- **Information provided**:
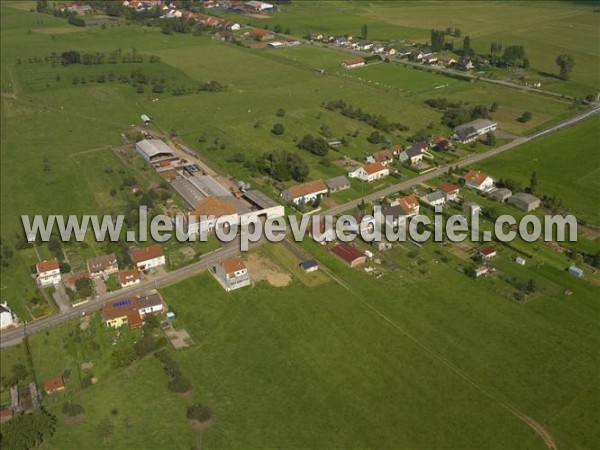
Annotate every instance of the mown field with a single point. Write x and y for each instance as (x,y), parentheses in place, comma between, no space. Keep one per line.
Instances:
(420,358)
(567,165)
(545,29)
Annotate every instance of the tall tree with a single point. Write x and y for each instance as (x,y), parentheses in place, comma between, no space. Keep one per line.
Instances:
(533,182)
(565,64)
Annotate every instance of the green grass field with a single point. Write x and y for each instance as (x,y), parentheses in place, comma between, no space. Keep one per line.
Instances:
(415,359)
(566,164)
(423,357)
(545,29)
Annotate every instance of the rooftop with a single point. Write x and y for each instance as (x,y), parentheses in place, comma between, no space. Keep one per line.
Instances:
(147,253)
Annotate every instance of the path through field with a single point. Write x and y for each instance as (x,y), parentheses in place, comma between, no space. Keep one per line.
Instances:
(539,429)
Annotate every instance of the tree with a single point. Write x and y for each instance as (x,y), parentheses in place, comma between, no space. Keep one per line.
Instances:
(41,6)
(533,182)
(26,431)
(278,129)
(565,64)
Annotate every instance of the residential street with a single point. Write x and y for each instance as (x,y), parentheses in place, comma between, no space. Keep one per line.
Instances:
(14,336)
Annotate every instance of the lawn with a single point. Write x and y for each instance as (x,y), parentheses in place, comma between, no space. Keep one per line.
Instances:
(566,164)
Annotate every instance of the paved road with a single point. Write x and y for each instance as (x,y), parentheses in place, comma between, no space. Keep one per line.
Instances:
(15,336)
(339,209)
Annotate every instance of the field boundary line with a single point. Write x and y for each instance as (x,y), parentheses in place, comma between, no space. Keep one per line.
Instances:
(535,426)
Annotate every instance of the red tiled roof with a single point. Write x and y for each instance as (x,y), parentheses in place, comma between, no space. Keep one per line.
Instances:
(347,252)
(145,254)
(46,266)
(373,168)
(233,264)
(448,187)
(127,276)
(487,251)
(300,190)
(408,203)
(54,384)
(475,177)
(214,206)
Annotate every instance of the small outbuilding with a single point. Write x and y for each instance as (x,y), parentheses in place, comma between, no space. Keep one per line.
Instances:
(575,271)
(309,265)
(501,195)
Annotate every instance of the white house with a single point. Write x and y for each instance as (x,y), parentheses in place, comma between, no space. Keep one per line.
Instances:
(471,131)
(148,257)
(435,198)
(208,212)
(129,277)
(479,180)
(305,192)
(413,154)
(451,191)
(232,273)
(149,304)
(48,273)
(7,317)
(370,172)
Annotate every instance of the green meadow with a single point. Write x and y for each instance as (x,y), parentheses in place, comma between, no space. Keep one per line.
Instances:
(567,166)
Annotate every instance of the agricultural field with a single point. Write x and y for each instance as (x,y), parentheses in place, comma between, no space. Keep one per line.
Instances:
(347,353)
(545,29)
(416,353)
(566,164)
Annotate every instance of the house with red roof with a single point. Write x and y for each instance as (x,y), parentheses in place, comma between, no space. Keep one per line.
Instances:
(232,273)
(48,273)
(370,172)
(349,254)
(478,180)
(450,190)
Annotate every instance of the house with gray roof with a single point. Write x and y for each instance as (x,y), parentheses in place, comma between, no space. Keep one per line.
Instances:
(337,183)
(501,195)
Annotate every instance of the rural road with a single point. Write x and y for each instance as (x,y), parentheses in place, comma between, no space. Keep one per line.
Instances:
(15,336)
(336,210)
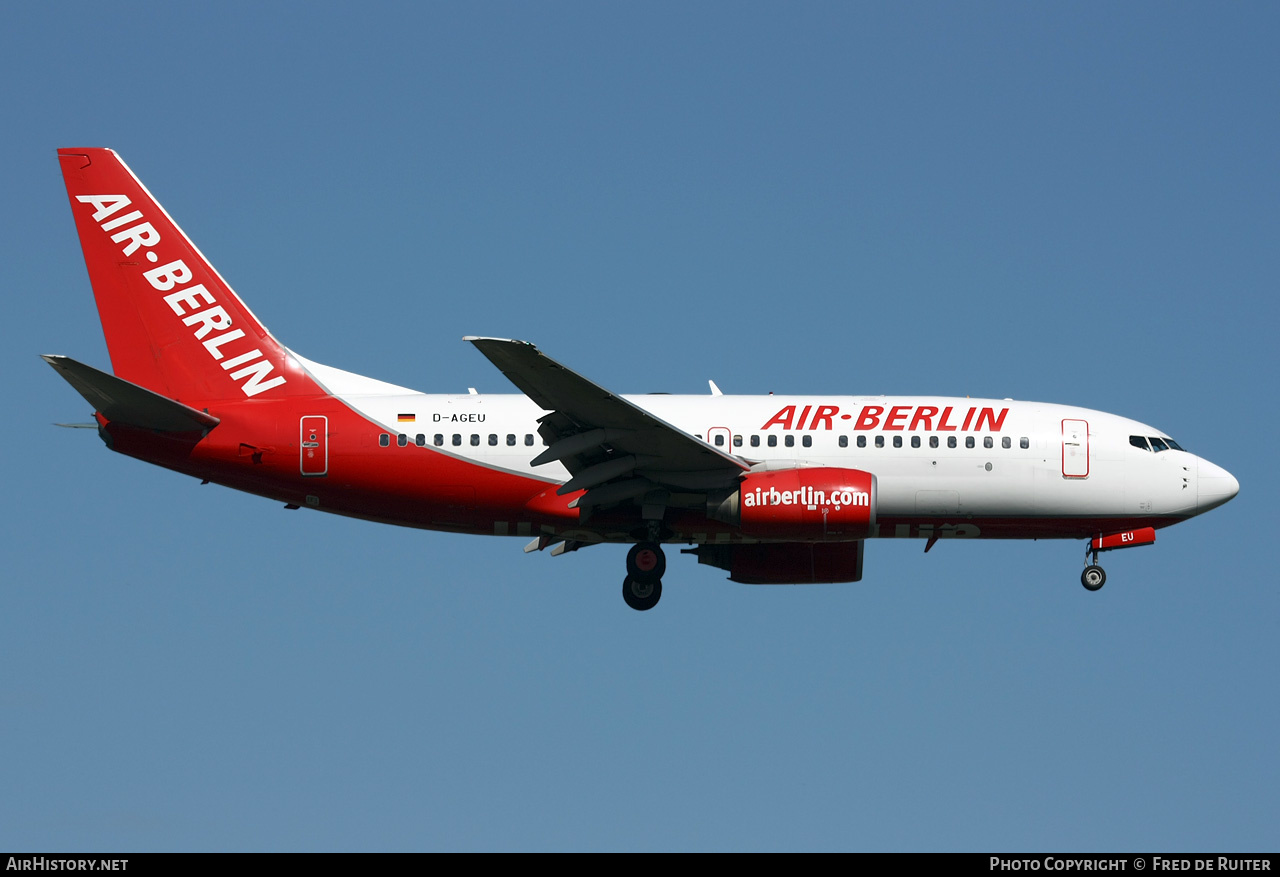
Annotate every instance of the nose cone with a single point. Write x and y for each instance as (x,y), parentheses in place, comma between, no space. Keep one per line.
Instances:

- **Set task**: Starting at the line that has "Annotate every instance of the nose" and continuing to the end of the records, write those lines out again with "nose cone" swapped for "landing gear" and nothing else changed.

- **Solution**:
Annotate every instance of the landing gear with a single point. Write x and y for each instance as (x,y), parentheses in place, comma between, no space. Keep one per line.
Instances:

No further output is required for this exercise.